## [提取文本]

归档 - 爱可可AI前沿推介(2.5) - 《爱可可老师分享》

1、[LG] Embodied Intelligence via Learning and Evolution
2、[AS] Speech Recognition by Simply Fine-tuning BERT
3、[CL] Pitfalls of Static Language Modelling
4、[AS] Towards Natural and Controllable Cross-Lingual Voice Conversion Based on Neural TTS Model and Phonetic Posteriorgram
5、[LG] Fast Concept Mapping: The Emergence of Human Abilities in Artificial Neural Networks when Learning Embodied and Self-Supervised
[AP] Simulation-Based Decision Making in the NFL using NFLSimulatoR
[LG] Variance Penalized On-Policy and Off-Policy Actor-Critic
[LG] Melon Playlist Dataset: a public dataset for audio-based playlist generation and music tagging

LG - 机器学习 CV - 计算机视觉 CL - 计算与语言 AS - 音频与语音 RO - 机器人 (*表示值得重点关注)

## [任务要求]
能否把这份论文推介列表中从“1、[LG] Embodied Intelligence”到“- 机器人 (*表示值得重点关注)”的这一段逐字抄录下来？ 这些数据取自另一来源。

## [数据集]

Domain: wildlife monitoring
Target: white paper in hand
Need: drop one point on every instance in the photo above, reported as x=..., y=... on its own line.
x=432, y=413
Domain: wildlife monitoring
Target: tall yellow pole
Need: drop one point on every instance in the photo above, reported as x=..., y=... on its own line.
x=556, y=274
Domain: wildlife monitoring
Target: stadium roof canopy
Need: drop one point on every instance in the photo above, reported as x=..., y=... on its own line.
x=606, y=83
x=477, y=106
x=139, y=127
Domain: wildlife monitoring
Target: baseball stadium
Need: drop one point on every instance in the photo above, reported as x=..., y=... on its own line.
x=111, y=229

## [任务解答]
1、[LG] Embodied Intelligence via Learning and Evolution
2、[AS] Speech Recognition by Simply Fine-tuning BERT
3、[CL] Pitfalls of Static Language Modelling
4、[AS] Towards Natural and Controllable Cross-Lingual Voice Conversion Based on Neural TTS Model and Phonetic Posteriorgram
5、[LG] Fast Concept Mapping: The Emergence of Human Abilities in Artificial Neural Networks when Learning Embodied and Self-Supervised
[AP] Simulation-Based Decision Making in the NFL using NFLSimulatoR
[LG] Variance Penalized On-Policy and Off-Policy Actor-Critic
[LG] Melon Playlist Dataset: a public dataset for audio-based playlist generation and music tagging

LG - 机器学习 CV - 计算机视觉 CL - 计算与语言 AS - 音频与语音 RO - 机器人 (*表示值得重点关注)